- _Work instruction 1_: In the letter on hair loss cures, which companies are named as using a modern approach to "hair cloning" today?
- _Work instruction 2_: From the letter on hair loss cures, duplicate the part that opens with the words containing "Can you please" and closes with "kind of them.".

:: Text provided ::

You Can’t Compare Cloning Advances Today with Promises Made Decades Ago
Hey Doc. Thanks again for your blog. Last night I was pondering the future and was wondering whether or not you could help me with something that has been niggling away at me for a couple of weeks now.
Can you please give us a history on the failed ideas and companies that made promises for a hair loss cure 20 – 50 years ago. Just the ones that had any scientific merit would suffice, well of course the others might provide some good comic relief so its your call ;)
My own thoughts are as follows, food for thought?
It is my understanding that the failed promises of 50 years ago did not include stem cell research, regenerative medicine, and whatever modern approach to ‘hair cloning’, companies like Histogen and Aderans use today. They simply could not have had today’s recent scientific break through technology to back them up.
In which case what where the promises back in the day? Or were the doctors of 50 years ago merely just saying that ‘there will be a cure in 3-5 years’ to spread hope. Very kind of them.

:::
:: Given entries ::

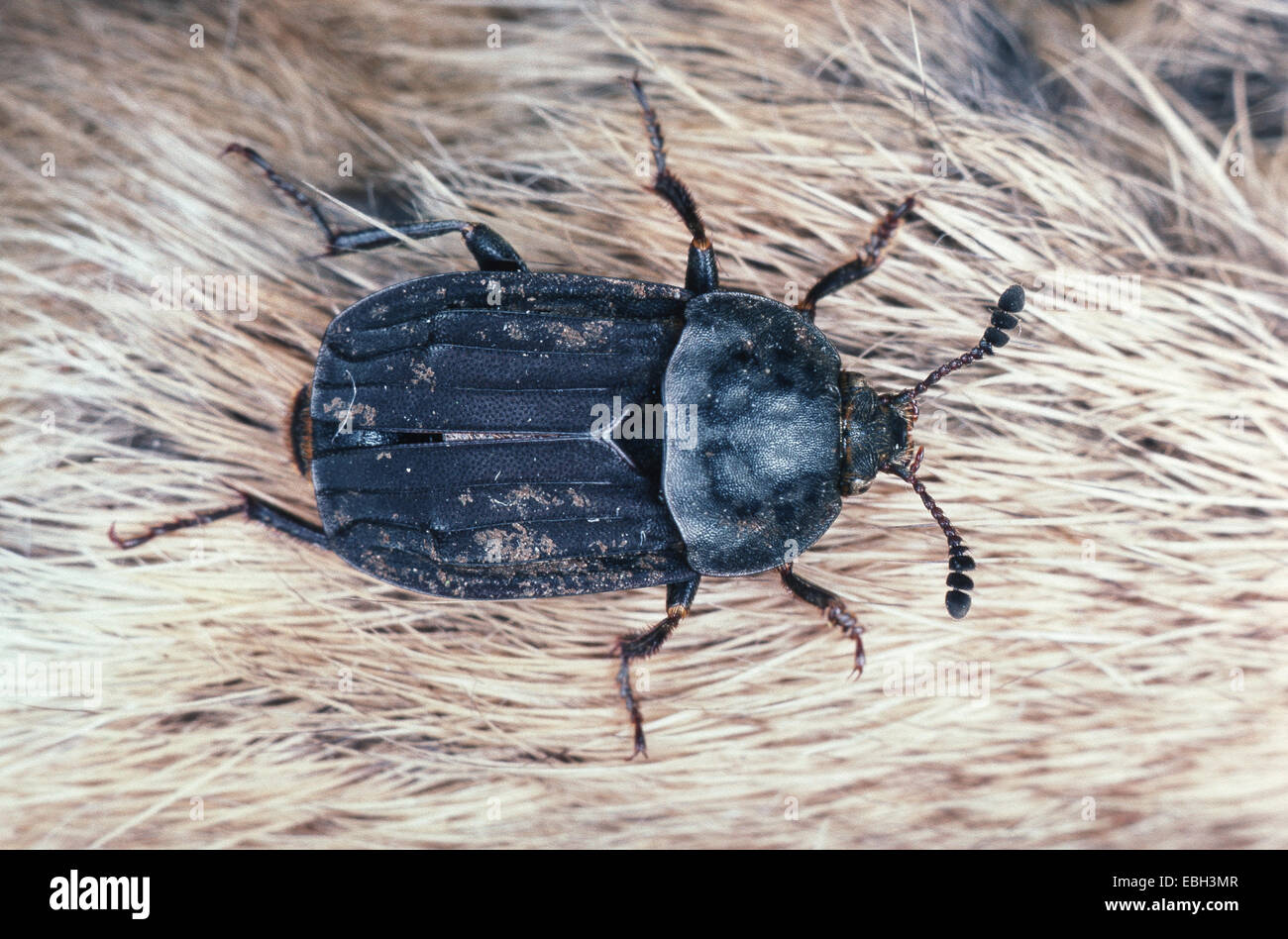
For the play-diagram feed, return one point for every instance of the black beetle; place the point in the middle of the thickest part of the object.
(467, 433)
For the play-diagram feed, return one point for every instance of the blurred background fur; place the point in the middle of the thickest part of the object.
(1120, 471)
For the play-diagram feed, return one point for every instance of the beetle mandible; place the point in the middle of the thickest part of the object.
(449, 428)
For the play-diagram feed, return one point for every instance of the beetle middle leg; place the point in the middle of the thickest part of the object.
(868, 261)
(489, 249)
(679, 599)
(700, 275)
(256, 509)
(832, 605)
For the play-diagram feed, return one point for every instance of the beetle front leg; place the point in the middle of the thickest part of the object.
(868, 261)
(832, 605)
(679, 599)
(700, 275)
(489, 249)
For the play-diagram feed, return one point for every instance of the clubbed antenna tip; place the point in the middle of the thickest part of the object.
(1003, 318)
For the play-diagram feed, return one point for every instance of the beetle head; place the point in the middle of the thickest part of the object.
(876, 437)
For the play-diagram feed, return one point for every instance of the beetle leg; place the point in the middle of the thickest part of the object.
(868, 261)
(832, 605)
(256, 510)
(489, 249)
(679, 599)
(700, 275)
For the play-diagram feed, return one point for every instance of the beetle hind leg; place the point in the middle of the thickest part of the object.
(700, 275)
(679, 599)
(489, 249)
(832, 605)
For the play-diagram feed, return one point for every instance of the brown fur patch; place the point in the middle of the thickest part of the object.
(1119, 470)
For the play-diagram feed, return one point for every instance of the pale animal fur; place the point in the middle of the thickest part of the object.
(1120, 472)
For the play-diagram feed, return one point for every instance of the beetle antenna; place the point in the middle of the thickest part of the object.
(995, 338)
(957, 599)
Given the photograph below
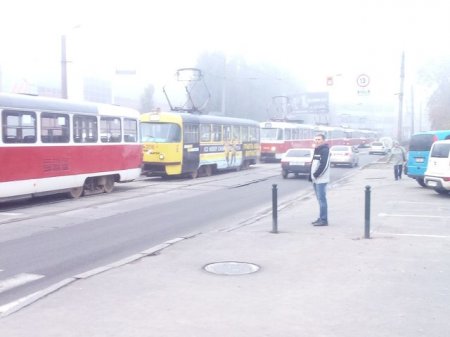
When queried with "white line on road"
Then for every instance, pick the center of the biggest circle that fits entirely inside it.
(413, 215)
(10, 214)
(416, 235)
(18, 280)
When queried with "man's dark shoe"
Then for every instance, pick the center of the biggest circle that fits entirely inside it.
(321, 223)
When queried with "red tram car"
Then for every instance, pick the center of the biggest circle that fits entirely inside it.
(278, 137)
(50, 145)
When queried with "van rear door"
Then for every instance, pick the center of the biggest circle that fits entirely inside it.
(439, 162)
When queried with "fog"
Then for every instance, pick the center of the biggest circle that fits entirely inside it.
(309, 40)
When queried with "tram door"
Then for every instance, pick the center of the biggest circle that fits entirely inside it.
(191, 147)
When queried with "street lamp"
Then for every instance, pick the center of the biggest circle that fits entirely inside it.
(64, 61)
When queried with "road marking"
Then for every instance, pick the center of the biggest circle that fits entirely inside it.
(18, 280)
(413, 215)
(416, 235)
(10, 214)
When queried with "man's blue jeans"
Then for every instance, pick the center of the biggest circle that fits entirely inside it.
(321, 194)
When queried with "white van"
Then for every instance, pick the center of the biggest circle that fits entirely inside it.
(437, 174)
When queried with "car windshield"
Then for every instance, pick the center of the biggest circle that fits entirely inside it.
(340, 148)
(440, 150)
(421, 142)
(271, 134)
(298, 153)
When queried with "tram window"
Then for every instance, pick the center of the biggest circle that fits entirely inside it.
(227, 132)
(280, 134)
(110, 130)
(205, 132)
(253, 134)
(54, 128)
(245, 133)
(217, 133)
(85, 129)
(236, 133)
(130, 130)
(287, 134)
(191, 134)
(18, 126)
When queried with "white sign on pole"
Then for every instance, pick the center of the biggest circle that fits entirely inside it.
(363, 80)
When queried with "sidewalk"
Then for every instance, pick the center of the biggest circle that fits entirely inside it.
(312, 281)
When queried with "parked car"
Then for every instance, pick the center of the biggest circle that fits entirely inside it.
(297, 161)
(437, 174)
(378, 148)
(344, 155)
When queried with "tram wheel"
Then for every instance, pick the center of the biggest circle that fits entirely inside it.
(109, 184)
(194, 174)
(76, 192)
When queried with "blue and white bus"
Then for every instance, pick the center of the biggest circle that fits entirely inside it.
(419, 151)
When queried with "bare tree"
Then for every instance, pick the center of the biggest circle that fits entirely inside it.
(147, 103)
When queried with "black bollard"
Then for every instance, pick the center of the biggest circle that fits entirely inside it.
(367, 214)
(274, 209)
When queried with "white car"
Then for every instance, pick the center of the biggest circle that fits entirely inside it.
(378, 147)
(297, 161)
(344, 155)
(437, 175)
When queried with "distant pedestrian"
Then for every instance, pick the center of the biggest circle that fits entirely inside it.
(320, 177)
(398, 158)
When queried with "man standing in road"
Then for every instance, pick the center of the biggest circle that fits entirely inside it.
(398, 158)
(320, 177)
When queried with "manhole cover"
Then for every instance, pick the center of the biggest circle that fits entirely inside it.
(231, 268)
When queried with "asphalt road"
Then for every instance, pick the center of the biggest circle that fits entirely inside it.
(46, 240)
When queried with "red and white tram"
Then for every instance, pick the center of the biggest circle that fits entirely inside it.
(50, 145)
(278, 137)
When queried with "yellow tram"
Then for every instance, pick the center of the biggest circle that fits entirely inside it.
(189, 144)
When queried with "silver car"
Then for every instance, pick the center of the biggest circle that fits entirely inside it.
(344, 155)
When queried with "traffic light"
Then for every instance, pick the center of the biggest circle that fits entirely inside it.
(330, 80)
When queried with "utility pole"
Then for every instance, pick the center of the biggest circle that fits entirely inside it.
(63, 67)
(400, 100)
(412, 110)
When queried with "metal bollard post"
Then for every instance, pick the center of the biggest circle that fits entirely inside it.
(274, 209)
(367, 214)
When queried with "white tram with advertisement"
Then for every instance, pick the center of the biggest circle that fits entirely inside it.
(50, 145)
(278, 137)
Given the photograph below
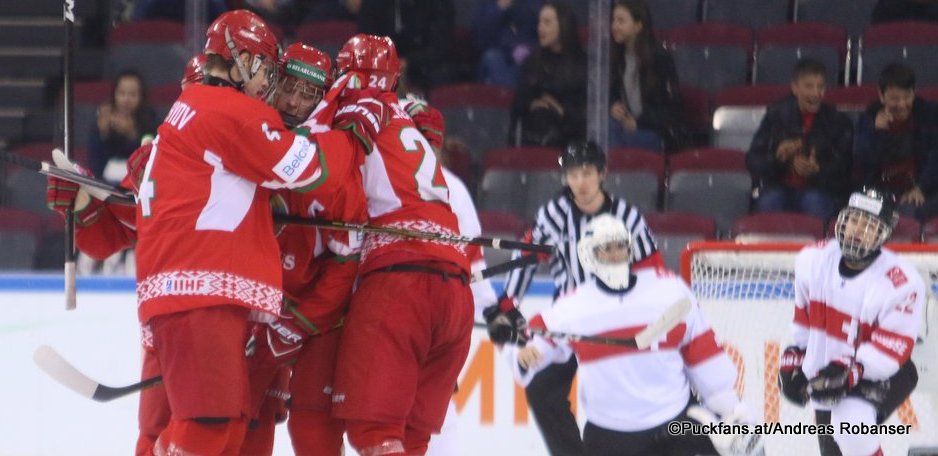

:::

- _Expected output 1_: Histogen and Aderans.

- _Expected output 2_:
Can you please give us a history on the failed ideas and companies that made promises for a hair loss cure 20 – 50 years ago. Just the ones that had any scientific merit would suffice, well of course the others might provide some good comic relief so its your call ;)
My own thoughts are as follows, food for thought?
It is my understanding that the failed promises of 50 years ago did not include stem cell research, regenerative medicine, and whatever modern approach to ‘hair cloning’, companies like Histogen and Aderans use today. They simply could not have had today’s recent scientific break through technology to back them up.
In which case what where the promises back in the day? Or were the doctors of 50 years ago merely just saying that ‘there will be a cure in 3-5 years’ to spread hope. Very kind of them.